What the task asks
Send back all of the records, each one exactly as written.

Provided data
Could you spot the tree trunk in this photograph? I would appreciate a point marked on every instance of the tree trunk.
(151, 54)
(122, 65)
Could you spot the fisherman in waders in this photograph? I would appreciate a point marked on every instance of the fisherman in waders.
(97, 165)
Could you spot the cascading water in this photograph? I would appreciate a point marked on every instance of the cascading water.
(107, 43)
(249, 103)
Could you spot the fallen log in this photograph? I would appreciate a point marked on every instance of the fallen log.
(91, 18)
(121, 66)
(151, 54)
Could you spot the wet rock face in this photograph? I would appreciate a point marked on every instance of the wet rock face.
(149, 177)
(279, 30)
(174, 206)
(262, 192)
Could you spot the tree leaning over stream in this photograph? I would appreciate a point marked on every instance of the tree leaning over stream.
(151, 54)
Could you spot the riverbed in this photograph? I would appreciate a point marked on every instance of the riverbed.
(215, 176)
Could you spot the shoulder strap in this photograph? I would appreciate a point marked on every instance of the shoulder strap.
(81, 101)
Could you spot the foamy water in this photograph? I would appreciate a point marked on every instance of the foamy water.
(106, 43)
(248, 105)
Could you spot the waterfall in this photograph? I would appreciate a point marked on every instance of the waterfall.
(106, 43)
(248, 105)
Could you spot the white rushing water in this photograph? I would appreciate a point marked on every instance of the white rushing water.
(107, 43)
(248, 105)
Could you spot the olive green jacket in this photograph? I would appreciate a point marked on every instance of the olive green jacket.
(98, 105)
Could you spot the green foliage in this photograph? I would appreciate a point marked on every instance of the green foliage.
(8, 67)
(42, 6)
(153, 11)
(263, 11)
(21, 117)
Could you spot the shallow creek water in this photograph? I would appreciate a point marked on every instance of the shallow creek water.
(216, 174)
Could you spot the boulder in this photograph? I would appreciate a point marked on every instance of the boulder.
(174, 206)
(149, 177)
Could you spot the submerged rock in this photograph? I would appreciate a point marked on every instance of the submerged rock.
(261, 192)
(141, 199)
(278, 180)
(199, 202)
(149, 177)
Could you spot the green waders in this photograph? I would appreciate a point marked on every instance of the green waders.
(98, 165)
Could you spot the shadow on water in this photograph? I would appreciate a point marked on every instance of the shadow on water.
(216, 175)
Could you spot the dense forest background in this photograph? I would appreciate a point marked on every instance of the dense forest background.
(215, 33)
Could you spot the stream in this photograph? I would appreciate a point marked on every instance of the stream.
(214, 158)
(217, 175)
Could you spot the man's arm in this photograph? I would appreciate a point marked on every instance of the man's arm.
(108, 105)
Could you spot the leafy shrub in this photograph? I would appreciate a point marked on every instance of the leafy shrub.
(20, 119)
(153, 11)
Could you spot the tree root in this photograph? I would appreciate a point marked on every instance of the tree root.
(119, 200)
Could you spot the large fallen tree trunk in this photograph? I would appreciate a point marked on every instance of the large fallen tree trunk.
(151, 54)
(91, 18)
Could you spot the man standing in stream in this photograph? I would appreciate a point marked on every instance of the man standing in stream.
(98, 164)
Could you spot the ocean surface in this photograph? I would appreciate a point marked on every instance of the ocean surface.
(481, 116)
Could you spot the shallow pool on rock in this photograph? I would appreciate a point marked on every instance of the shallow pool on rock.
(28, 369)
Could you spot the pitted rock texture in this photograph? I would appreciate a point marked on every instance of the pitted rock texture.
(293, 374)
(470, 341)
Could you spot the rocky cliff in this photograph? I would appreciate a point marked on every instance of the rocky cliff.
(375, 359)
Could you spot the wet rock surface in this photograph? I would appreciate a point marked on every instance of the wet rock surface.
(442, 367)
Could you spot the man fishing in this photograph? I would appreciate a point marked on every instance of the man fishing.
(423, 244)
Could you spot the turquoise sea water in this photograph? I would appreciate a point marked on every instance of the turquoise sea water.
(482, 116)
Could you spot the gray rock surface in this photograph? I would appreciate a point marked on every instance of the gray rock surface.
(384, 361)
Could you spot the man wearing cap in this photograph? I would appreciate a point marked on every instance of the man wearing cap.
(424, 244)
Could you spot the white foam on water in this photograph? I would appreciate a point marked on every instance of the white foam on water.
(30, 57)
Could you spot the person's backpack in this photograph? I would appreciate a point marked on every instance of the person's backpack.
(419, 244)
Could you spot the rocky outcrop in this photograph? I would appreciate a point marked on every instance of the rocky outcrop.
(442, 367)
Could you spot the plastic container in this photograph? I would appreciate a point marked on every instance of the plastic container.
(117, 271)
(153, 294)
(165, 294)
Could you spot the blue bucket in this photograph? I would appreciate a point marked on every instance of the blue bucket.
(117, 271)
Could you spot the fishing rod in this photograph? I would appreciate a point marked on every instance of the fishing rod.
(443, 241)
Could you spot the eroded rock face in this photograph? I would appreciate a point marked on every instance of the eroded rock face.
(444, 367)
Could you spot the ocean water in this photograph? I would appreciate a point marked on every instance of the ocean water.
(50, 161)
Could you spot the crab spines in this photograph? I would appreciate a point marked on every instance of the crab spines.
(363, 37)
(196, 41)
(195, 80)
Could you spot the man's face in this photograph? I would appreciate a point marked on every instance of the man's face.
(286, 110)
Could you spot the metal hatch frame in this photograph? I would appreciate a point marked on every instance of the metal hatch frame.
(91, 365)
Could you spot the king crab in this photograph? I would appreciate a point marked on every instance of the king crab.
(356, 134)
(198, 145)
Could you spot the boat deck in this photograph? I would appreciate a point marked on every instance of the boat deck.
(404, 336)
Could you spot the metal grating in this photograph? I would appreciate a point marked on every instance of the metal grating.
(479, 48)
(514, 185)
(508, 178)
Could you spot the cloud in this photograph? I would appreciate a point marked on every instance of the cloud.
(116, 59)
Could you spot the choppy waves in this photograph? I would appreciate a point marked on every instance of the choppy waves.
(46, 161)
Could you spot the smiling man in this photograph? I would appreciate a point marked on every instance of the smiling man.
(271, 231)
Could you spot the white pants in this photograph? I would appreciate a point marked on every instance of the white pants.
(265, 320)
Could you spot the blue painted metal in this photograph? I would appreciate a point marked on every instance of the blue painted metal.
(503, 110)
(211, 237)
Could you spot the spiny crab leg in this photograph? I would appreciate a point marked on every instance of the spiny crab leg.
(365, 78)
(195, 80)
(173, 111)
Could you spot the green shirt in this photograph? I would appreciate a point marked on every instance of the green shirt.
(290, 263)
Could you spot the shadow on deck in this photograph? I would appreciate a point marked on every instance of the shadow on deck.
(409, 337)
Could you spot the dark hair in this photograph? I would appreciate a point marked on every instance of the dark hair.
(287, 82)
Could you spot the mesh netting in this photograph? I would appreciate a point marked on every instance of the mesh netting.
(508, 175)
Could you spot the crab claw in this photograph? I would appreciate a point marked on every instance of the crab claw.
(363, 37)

Your solution
Could you spot the tree trunk in this photograph? I would appreciate a point marked on every instance of the tree trunk.
(151, 54)
(122, 65)
Could you spot the fisherman in waders in this photograph? I would appreciate a point marked on every instance of the fisherman in waders.
(97, 165)
Could you spot the cascading water in this photograph? I would appreciate a point marked on every instance of the cascading water.
(107, 43)
(249, 103)
Could you spot the fallen log in this photograph? I would appreciate a point marked on every instance of the fallen log.
(91, 18)
(121, 66)
(151, 54)
Could you spot the wet rock face in this photograph? I would appreciate a point marked on every instance of the wet rock face.
(149, 177)
(279, 30)
(174, 206)
(262, 192)
Could you spot the tree leaning over stream in this photograph? I would appreciate a point marked on every instance of the tree leaning over stream.
(151, 54)
Could you spot the riverbed in this photograph? I would appreciate a point marked on every instance of the riverbed.
(215, 176)
Could you spot the shoulder strap in this photograph? I would appreciate a point marked on every instance of the shoulder strap.
(81, 101)
Could you spot the foamy water in this photograph? I would appreciate a point marked on every instance of the foamy water.
(106, 43)
(248, 105)
Could you spot the waterfall in this photograph? I would appreciate a point marked on every instance of the waterfall.
(106, 43)
(248, 105)
Could you spot the white rushing water in this photograph? I would appreciate a point marked on every instance of the white rushing water.
(107, 43)
(248, 105)
Could you spot the olive green jacket in this photograph? I would appreciate a point marked on every instance of the olive green jacket.
(98, 105)
Could you spot the green foliage in this photograph? I would appreciate a point marked on every instance of the green foliage.
(8, 67)
(42, 6)
(153, 11)
(263, 11)
(21, 117)
Could you spot the shallow creek water in this photograph? I would appreciate a point marked on every instance of the shallow creek water.
(216, 174)
Could you spot the boulder in this photograph? I would appreciate a point marked on every instance of the boulder.
(174, 206)
(149, 177)
Could you spot the submerged rock in this photograph? I would appreciate a point marked on every instance of the submerged rock.
(261, 192)
(141, 199)
(278, 180)
(199, 202)
(149, 177)
Could you spot the green waders in this photograph? I would appreciate a point marked on every instance of the green waders.
(98, 165)
Could you spot the shadow on water in this photograph? I would appreciate a point marked on every instance of the shadow on water.
(216, 175)
Could you spot the dense forest background in this photograph? I would appreciate a point marked on every instance of the dense forest background.
(215, 33)
Could you spot the stream in this photograph? I would appreciate a point marked on every instance of the stream.
(214, 158)
(217, 175)
Could you spot the man's arm in this photograph? I would appreciate a point marked on every instance of the man's arm.
(108, 105)
Could you spot the leafy shrub in this photograph? I would appreciate a point marked on every instance of the leafy shrub.
(20, 119)
(153, 11)
Could you spot the tree root in this photograph? I would appreciate a point marked on every instance of the tree root.
(119, 200)
Could you spot the large fallen tree trunk in this photograph? I would appreciate a point marked on every instance of the large fallen tree trunk.
(151, 54)
(91, 18)
Could you spot the man standing in stream in this photograph? I would appreciate a point marked on every instance of the man standing in stream.
(98, 164)
Could you spot the ocean surface in this photograph? I would appreciate a point marked on every instance of the ocean surface.
(481, 116)
Could you spot the shallow pool on rock in this photograph? I would appreciate a point marked on every instance of the shallow pool on rock.
(28, 369)
Could you spot the pitted rock texture in this photograph? I would appreciate a point marked on every instance of the pitted rock texture.
(293, 374)
(470, 341)
Could you spot the rocky cliff in this photograph? I would appreciate a point marked on every instance of the rocky cliff.
(375, 359)
Could you spot the wet rock surface in this photograph? I would appreciate a point marked on every instance of the wet rock surface.
(442, 367)
Could you spot the man fishing in this photograph? I would appreciate a point marked on every instance of the man fishing.
(423, 244)
Could you spot the turquoise sea water in this photograph? I would appreciate a point marked on every instance of the turquoise sea water.
(482, 116)
Could you spot the gray rock surface in this photograph? I would appreciate a point marked on every instance of the gray rock surface.
(384, 361)
Could you spot the man wearing cap in this photograph? I would appreciate a point marked on every instance of the man wearing cap.
(424, 244)
Could you spot the white foam on water in this photograph? I would appreciate a point marked on every instance of the white foam on water.
(30, 57)
Could you spot the person's backpack in this photograph? I would appreciate a point marked on every instance of the person's backpack.
(419, 244)
Could you spot the rocky outcrop in this photograph? I would appreciate a point marked on every instance of the rocky outcrop.
(442, 367)
Could you spot the plastic container in this photograph? I would appreciate a point marked on every instance of the plastic container.
(117, 271)
(153, 294)
(165, 294)
Could you spot the blue bucket in this photograph? I would appreciate a point marked on every instance of the blue bucket.
(117, 271)
Could you spot the fishing rod in this photograph? I would appreciate a point marked on every instance of the fishing rod.
(443, 241)
Could you spot the eroded rock face in this photograph? I would appreciate a point marked on every instance of the eroded rock face.
(444, 367)
Could you spot the ocean water in this photograph? I would appreciate a point marked on every instance of the ocean water.
(50, 161)
Could you spot the crab spines in this photograph? I would appreciate a point marked on every instance of the crab spines.
(363, 37)
(196, 41)
(195, 80)
Could you spot the man's face in this photograph? I would appreciate a point marked on every instance of the man's face.
(286, 110)
Could you spot the metal hatch frame in this photograph? I would appreciate a point marked on every instance of the metal hatch frame.
(91, 365)
Could you spot the king crab in this photograph? I would appreciate a point marked on every instance of the king crab.
(356, 134)
(198, 145)
Could you spot the boat deck in this photograph? I would appreciate a point marked on every instance of the boat deck.
(404, 336)
Could you spot the metal grating in this photograph? I would appreciate a point marked on every instance of the metal grating.
(479, 48)
(514, 185)
(508, 178)
Could you spot the cloud in this photograph? I would appreciate a point marked on every instance of the cloud.
(116, 59)
Could you spot the choppy waves in this photograph? I would appreciate a point marked on every instance of the choppy waves.
(46, 161)
Could you spot the smiling man in this photograph? I would appreciate a point marked on every instance of the smiling man.
(271, 231)
Could you spot the white pants in this photograph? I would appreciate a point marked on every instance of the white pants.
(265, 320)
Could you spot the blue painted metal in this photograph? I would appreciate a point marked on every instance of the blue painted metal.
(503, 110)
(211, 237)
Could you spot the spiny crab leg in this photograph? I would appreciate a point marked on every instance of the spiny crab leg.
(365, 78)
(195, 80)
(173, 111)
Could you spot the green shirt in this photograph? I would appreciate a point marked on every instance of the green shirt.
(290, 263)
Could you spot the shadow on deck in this photograph? I would appreciate a point marked on every instance of the shadow on deck.
(409, 337)
Could you spot the dark hair in this photograph? I would appreciate a point marked on every instance of the dark hair.
(287, 82)
Could you spot the mesh netting in this photograph? I would appreciate a point marked on every instance of the mesh netting.
(508, 175)
Could you spot the crab claw in this photograph? I would appreciate a point marked on every instance of the crab claw.
(363, 37)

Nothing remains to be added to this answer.